Request: Please count how many lines in the listing below contain the word "white", and reply with that number only.
═════ Records provided
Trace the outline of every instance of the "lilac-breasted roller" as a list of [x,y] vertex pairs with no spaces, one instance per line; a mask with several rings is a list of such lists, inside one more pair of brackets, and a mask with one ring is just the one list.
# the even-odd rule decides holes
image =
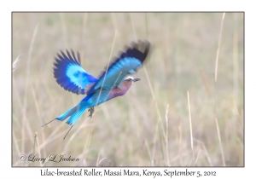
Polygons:
[[96,106],[124,95],[134,82],[140,80],[129,75],[136,73],[143,66],[149,48],[150,43],[148,41],[133,43],[131,47],[127,47],[115,58],[98,79],[81,66],[79,53],[77,56],[73,50],[71,53],[67,50],[67,54],[62,51],[57,54],[54,63],[54,77],[56,82],[66,90],[77,95],[86,94],[86,96],[76,107],[55,119],[63,121],[69,117],[67,124],[73,127],[87,108],[91,117]]

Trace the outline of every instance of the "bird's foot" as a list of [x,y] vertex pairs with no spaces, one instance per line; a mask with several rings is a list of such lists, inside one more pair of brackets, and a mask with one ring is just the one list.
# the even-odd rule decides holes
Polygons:
[[90,112],[90,115],[88,117],[91,118],[94,113],[94,107],[88,109],[88,112]]

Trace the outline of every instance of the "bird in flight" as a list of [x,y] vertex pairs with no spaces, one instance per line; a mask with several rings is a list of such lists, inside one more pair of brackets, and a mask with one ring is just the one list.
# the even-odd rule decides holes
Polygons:
[[148,41],[132,43],[131,47],[126,47],[98,78],[81,66],[79,53],[77,56],[73,50],[71,53],[67,50],[66,54],[62,51],[57,54],[54,63],[54,77],[56,82],[66,90],[77,95],[86,95],[77,106],[55,118],[63,121],[69,117],[66,123],[70,124],[71,128],[64,139],[87,108],[91,118],[96,106],[124,95],[134,82],[140,80],[129,75],[136,73],[137,69],[143,66],[149,49]]

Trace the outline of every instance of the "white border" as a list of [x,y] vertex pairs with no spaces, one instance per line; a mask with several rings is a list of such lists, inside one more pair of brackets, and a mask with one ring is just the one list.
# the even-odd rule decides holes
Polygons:
[[[214,2],[214,3],[213,3]],[[250,3],[250,2],[249,2]],[[0,177],[40,176],[40,168],[11,168],[11,12],[12,11],[245,11],[245,128],[246,154],[245,168],[189,168],[189,170],[216,170],[217,177],[255,176],[255,9],[253,3],[245,1],[9,1],[2,3],[1,7],[1,157]],[[254,52],[254,53],[253,53]],[[124,168],[122,168],[124,169]],[[131,168],[132,169],[132,168]],[[185,168],[170,170],[183,170]],[[56,168],[50,168],[55,170]],[[72,170],[72,168],[61,168]],[[79,170],[79,168],[75,168]],[[84,170],[84,169],[83,169]],[[98,169],[103,170],[103,169]],[[114,170],[114,169],[113,169]],[[119,170],[119,169],[116,169]],[[139,170],[142,168],[133,168]],[[160,170],[165,168],[154,168]],[[45,177],[45,176],[44,176]],[[89,176],[87,176],[89,177]],[[113,178],[113,176],[105,176]],[[123,176],[125,177],[125,176]],[[127,177],[127,176],[126,176]],[[170,177],[170,176],[168,176]],[[149,177],[148,177],[149,178]],[[153,178],[150,176],[150,178]],[[252,178],[252,177],[251,177]]]

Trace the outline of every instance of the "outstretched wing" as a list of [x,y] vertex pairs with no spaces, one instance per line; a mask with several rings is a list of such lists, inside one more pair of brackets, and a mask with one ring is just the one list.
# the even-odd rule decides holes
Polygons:
[[57,54],[58,57],[55,58],[54,63],[54,76],[56,82],[66,90],[77,95],[86,94],[89,86],[98,80],[81,66],[79,53],[77,57],[73,50],[71,50],[72,55],[67,50],[67,55],[61,50],[61,54]]
[[[117,87],[119,83],[129,74],[136,73],[143,66],[149,51],[150,43],[148,41],[139,41],[133,43],[132,47],[122,52],[109,67],[105,70],[99,78],[97,83],[88,90],[88,95],[99,88],[111,90]],[[144,49],[143,52],[139,49]]]

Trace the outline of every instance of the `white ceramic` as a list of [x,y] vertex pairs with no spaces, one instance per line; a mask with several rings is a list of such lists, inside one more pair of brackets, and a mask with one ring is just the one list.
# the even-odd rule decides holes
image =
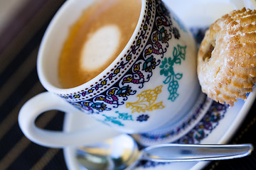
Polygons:
[[[246,6],[250,8],[255,8],[254,0],[244,1],[231,1],[231,0],[195,0],[195,1],[175,1],[164,0],[169,6],[171,7],[176,13],[177,13],[182,21],[183,21],[190,28],[202,28],[213,23],[215,19],[222,15],[231,11],[234,8],[241,8]],[[213,6],[214,8],[213,8]],[[212,115],[207,113],[204,115],[201,121],[196,123],[193,128],[187,132],[183,136],[179,137],[175,142],[186,142],[193,141],[195,143],[202,144],[225,144],[233,137],[238,128],[240,127],[243,120],[249,112],[252,105],[256,98],[256,91],[250,93],[245,101],[239,100],[235,103],[233,108],[223,108],[219,118],[217,121],[212,121],[208,126],[205,125],[203,128],[200,128],[204,125],[204,120],[208,118],[208,116],[213,116],[215,113],[212,112]],[[215,107],[219,107],[215,105]],[[80,123],[81,119],[85,115],[75,115],[67,114],[65,116],[64,128],[66,131],[79,129],[83,125]],[[95,127],[97,125],[95,125]],[[205,136],[201,136],[200,139],[197,137],[203,133]],[[193,140],[189,140],[189,137],[193,134]],[[188,140],[188,141],[186,141]],[[99,140],[100,141],[100,140]],[[154,142],[154,141],[153,141]],[[65,147],[64,149],[64,155],[67,166],[71,170],[85,169],[80,166],[75,159],[75,150],[74,147]],[[172,164],[157,164],[146,162],[145,165],[140,165],[136,169],[141,170],[164,170],[164,169],[201,169],[208,162],[186,162],[186,163],[172,163]]]
[[[206,124],[206,119],[209,116],[213,116],[216,113],[208,113],[199,121],[196,126],[188,132],[184,136],[181,137],[174,142],[184,143],[186,142],[201,144],[225,144],[233,137],[238,128],[240,127],[243,120],[245,118],[250,108],[256,98],[256,90],[252,92],[247,101],[244,102],[239,100],[235,103],[233,108],[226,108],[222,110],[218,115],[220,119],[216,118]],[[218,105],[215,105],[216,106]],[[215,108],[217,108],[216,107]],[[214,110],[214,109],[213,109]],[[65,118],[63,128],[66,132],[86,128],[82,124],[87,120],[87,116],[84,114],[67,114]],[[217,121],[216,121],[217,120]],[[97,128],[99,124],[97,122],[90,122],[91,127]],[[203,127],[202,127],[203,126]],[[191,137],[192,134],[192,137]],[[203,135],[203,136],[200,136]],[[200,140],[197,139],[199,136]],[[188,140],[188,141],[186,141]],[[100,141],[100,140],[99,140]],[[63,149],[65,162],[68,169],[70,170],[85,170],[86,169],[80,166],[76,159],[75,147],[65,147]],[[137,167],[136,170],[197,170],[201,169],[208,164],[209,162],[183,162],[183,163],[156,163],[146,162]]]
[[[75,113],[76,108],[116,130],[147,132],[175,125],[186,117],[198,97],[196,42],[177,15],[160,0],[142,1],[130,40],[105,70],[81,86],[60,88],[58,62],[63,42],[70,26],[94,1],[67,1],[43,37],[37,67],[39,79],[48,92],[29,100],[18,116],[23,133],[38,144],[79,145],[94,142],[92,133],[99,134],[39,129],[35,120],[46,110]],[[99,140],[118,132],[108,129],[102,133]]]

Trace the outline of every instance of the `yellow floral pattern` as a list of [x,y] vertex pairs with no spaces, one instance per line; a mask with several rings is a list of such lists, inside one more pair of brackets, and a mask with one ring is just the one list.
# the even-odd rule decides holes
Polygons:
[[161,93],[163,86],[156,87],[151,90],[142,91],[137,96],[139,99],[136,102],[128,102],[126,104],[127,108],[132,109],[132,113],[145,113],[146,111],[152,111],[154,110],[164,108],[163,101],[156,103],[157,96]]

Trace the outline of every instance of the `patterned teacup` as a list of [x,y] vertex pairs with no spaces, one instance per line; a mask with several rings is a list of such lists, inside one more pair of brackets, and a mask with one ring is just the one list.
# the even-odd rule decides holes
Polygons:
[[[91,137],[99,132],[100,140],[117,131],[151,132],[182,121],[200,94],[196,45],[189,30],[160,0],[142,0],[132,36],[107,69],[74,88],[56,85],[64,38],[88,1],[68,1],[48,28],[37,66],[40,81],[48,92],[31,98],[21,108],[18,121],[24,134],[42,145],[63,147],[92,142]],[[35,125],[36,118],[46,110],[75,114],[75,108],[114,130],[64,133]]]

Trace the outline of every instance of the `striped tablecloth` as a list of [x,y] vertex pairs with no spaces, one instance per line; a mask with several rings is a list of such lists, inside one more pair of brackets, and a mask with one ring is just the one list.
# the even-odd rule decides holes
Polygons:
[[[31,142],[21,132],[18,113],[24,103],[45,91],[36,72],[43,33],[64,0],[30,0],[0,35],[0,170],[67,169],[63,150]],[[197,35],[197,38],[201,38]],[[230,143],[255,144],[256,103]],[[64,114],[48,112],[38,126],[61,130]],[[256,169],[255,152],[245,158],[211,162],[205,169]]]

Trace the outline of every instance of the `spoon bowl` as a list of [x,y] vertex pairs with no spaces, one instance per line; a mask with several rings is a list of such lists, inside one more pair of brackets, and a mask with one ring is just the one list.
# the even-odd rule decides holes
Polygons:
[[158,162],[211,161],[235,159],[251,153],[251,144],[163,144],[139,150],[134,139],[121,135],[104,142],[77,149],[77,159],[90,170],[133,169],[140,160]]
══════════
Exercise result: 2